# Your task:
Can you copy each of these lines word for word?

Start of Extracted records

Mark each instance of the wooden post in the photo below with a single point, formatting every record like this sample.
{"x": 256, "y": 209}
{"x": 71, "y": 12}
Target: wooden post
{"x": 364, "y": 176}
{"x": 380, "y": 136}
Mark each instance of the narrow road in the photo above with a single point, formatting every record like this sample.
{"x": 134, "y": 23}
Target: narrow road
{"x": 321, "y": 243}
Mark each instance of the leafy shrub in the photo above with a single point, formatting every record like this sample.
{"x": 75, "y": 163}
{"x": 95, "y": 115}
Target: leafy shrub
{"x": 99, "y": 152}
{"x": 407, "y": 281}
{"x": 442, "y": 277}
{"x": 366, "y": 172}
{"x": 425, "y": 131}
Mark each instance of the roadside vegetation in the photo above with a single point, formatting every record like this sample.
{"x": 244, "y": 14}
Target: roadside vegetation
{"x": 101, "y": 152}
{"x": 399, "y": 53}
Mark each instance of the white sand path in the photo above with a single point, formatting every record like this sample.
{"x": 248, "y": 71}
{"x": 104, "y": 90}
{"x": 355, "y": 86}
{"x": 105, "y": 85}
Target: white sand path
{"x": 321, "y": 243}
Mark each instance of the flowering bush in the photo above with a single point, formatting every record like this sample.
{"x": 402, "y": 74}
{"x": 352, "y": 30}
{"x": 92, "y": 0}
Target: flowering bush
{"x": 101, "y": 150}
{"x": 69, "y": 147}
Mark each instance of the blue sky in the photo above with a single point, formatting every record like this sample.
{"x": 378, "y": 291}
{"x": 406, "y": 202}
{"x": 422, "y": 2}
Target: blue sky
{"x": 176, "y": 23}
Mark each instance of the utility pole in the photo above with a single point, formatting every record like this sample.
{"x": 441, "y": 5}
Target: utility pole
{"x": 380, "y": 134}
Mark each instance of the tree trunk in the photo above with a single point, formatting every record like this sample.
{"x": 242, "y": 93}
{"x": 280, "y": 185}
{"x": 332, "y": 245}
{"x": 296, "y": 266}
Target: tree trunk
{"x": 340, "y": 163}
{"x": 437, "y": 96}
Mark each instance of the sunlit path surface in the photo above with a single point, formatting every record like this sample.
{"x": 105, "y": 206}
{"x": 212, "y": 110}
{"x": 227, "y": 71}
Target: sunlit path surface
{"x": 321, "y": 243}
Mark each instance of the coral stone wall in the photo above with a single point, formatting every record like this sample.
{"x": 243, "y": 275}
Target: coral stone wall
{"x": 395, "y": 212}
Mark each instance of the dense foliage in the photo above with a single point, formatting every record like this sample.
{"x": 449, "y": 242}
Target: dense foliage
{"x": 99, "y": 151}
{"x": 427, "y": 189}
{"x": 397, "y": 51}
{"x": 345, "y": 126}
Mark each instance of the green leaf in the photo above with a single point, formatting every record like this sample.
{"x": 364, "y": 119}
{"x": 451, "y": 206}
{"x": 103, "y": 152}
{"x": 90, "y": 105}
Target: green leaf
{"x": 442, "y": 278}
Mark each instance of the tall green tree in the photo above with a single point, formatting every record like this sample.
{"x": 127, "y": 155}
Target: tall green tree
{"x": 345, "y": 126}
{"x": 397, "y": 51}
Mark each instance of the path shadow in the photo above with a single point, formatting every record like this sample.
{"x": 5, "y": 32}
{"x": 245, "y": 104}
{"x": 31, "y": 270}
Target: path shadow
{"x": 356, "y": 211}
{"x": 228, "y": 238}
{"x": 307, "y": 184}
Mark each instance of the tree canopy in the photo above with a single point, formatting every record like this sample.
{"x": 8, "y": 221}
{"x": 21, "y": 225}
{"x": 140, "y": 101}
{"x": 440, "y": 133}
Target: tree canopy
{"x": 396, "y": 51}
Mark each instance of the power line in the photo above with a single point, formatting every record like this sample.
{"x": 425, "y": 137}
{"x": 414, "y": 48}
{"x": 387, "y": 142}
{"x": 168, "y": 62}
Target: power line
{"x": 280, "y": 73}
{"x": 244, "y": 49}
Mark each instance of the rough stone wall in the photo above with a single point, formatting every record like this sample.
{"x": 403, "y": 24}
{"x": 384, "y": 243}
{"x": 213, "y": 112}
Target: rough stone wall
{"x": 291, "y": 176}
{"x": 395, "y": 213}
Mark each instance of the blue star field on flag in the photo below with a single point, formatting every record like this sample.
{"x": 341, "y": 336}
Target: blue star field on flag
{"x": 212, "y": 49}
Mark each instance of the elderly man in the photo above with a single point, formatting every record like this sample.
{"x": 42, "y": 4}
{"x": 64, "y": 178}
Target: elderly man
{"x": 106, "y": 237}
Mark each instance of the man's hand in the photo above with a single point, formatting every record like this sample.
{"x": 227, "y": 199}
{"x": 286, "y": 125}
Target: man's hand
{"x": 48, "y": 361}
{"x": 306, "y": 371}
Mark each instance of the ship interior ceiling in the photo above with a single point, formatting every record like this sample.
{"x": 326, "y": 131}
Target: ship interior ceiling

End of Extracted records

# Complete output:
Mark each instance of the wooden post in the photo below with a single point, formatting every record like this sample.
{"x": 256, "y": 209}
{"x": 71, "y": 12}
Target: wooden post
{"x": 364, "y": 176}
{"x": 380, "y": 136}
Mark each instance of the narrow road in the photo above with a single point, formatting every record like this sample.
{"x": 134, "y": 23}
Target: narrow road
{"x": 321, "y": 243}
Mark each instance of the leafy shrub in the photo above with a single point, formatting every record like this sample.
{"x": 75, "y": 163}
{"x": 95, "y": 115}
Target: leafy shrub
{"x": 99, "y": 152}
{"x": 407, "y": 281}
{"x": 442, "y": 277}
{"x": 366, "y": 172}
{"x": 425, "y": 131}
Mark each instance of the roadside vegetation in the photo above with a single point, formatting every record like this sample.
{"x": 244, "y": 14}
Target: roadside vegetation
{"x": 101, "y": 152}
{"x": 399, "y": 53}
Mark each instance of the white sand path in the photo above with a single point, formatting every record like this sample.
{"x": 248, "y": 71}
{"x": 104, "y": 90}
{"x": 355, "y": 86}
{"x": 105, "y": 85}
Target: white sand path
{"x": 321, "y": 243}
Mark each instance of the flowering bush in the photo above with a single point, formatting every record like this sample.
{"x": 402, "y": 74}
{"x": 352, "y": 30}
{"x": 92, "y": 0}
Target: flowering bush
{"x": 101, "y": 150}
{"x": 69, "y": 147}
Mark each instance of the blue sky in the photo above with a single point, formatting every record like this sample.
{"x": 378, "y": 291}
{"x": 406, "y": 202}
{"x": 422, "y": 2}
Target: blue sky
{"x": 176, "y": 23}
Mark each instance of the utility pole in the photo above with a single point, formatting every record like this sample.
{"x": 441, "y": 5}
Target: utility pole
{"x": 380, "y": 134}
Mark each instance of the tree trunk in the photo above with a single point, formatting every record like this sample.
{"x": 242, "y": 93}
{"x": 280, "y": 185}
{"x": 332, "y": 245}
{"x": 296, "y": 266}
Target: tree trunk
{"x": 340, "y": 163}
{"x": 437, "y": 96}
Mark each instance of the sunlit path surface in the photo above with a single point, formatting every record like this sample.
{"x": 105, "y": 206}
{"x": 212, "y": 110}
{"x": 227, "y": 71}
Target: sunlit path surface
{"x": 321, "y": 243}
Mark each instance of the coral stone wall in the photo above with a single point, formatting every record like this sample.
{"x": 243, "y": 275}
Target: coral stone wall
{"x": 395, "y": 212}
Mark each instance of the dense foliage in the photo above with a single point, formatting every record like this sample.
{"x": 449, "y": 242}
Target: dense foliage
{"x": 99, "y": 151}
{"x": 427, "y": 189}
{"x": 397, "y": 51}
{"x": 345, "y": 126}
Mark each instance of the green leaf in the photo above with a single point, formatting every record like this sample.
{"x": 364, "y": 119}
{"x": 451, "y": 206}
{"x": 103, "y": 152}
{"x": 90, "y": 105}
Target: green leaf
{"x": 442, "y": 278}
Mark each instance of the tall green tree in the photo above with a single point, formatting every record like this sample.
{"x": 127, "y": 155}
Target: tall green tree
{"x": 345, "y": 126}
{"x": 397, "y": 51}
Mark each instance of the path shadow in the photo above with a single point, formatting every record like this sample.
{"x": 5, "y": 32}
{"x": 245, "y": 104}
{"x": 31, "y": 270}
Target: path shadow
{"x": 356, "y": 211}
{"x": 228, "y": 238}
{"x": 307, "y": 184}
Mark each instance of the tree canopy in the photo above with a single point, formatting every record like this sample.
{"x": 8, "y": 221}
{"x": 21, "y": 225}
{"x": 140, "y": 101}
{"x": 440, "y": 133}
Target: tree canopy
{"x": 396, "y": 51}
Mark each instance of the power line in the photo above with a single point, formatting every record like this sample.
{"x": 425, "y": 137}
{"x": 414, "y": 48}
{"x": 387, "y": 142}
{"x": 168, "y": 62}
Target: power line
{"x": 280, "y": 73}
{"x": 244, "y": 49}
Mark each instance of the rough stone wall in the photo above with a single point, formatting every record like this sample.
{"x": 403, "y": 24}
{"x": 384, "y": 243}
{"x": 213, "y": 112}
Target: rough stone wall
{"x": 291, "y": 176}
{"x": 395, "y": 213}
Mark each instance of the blue star field on flag in the photo below with a single point, formatting every record like this sample.
{"x": 341, "y": 336}
Target: blue star field on flag
{"x": 212, "y": 49}
Mark each instance of the elderly man in the photo above with a single point, formatting every record like this sample.
{"x": 42, "y": 4}
{"x": 64, "y": 178}
Target: elderly man
{"x": 106, "y": 237}
Mark each instance of the man's hand in the photo above with a single point, formatting every record like this sample.
{"x": 227, "y": 199}
{"x": 286, "y": 125}
Target: man's hand
{"x": 48, "y": 361}
{"x": 306, "y": 371}
Mark each instance of the ship interior ceiling in the photo above with a single point, formatting every record like this sample.
{"x": 326, "y": 131}
Target: ship interior ceiling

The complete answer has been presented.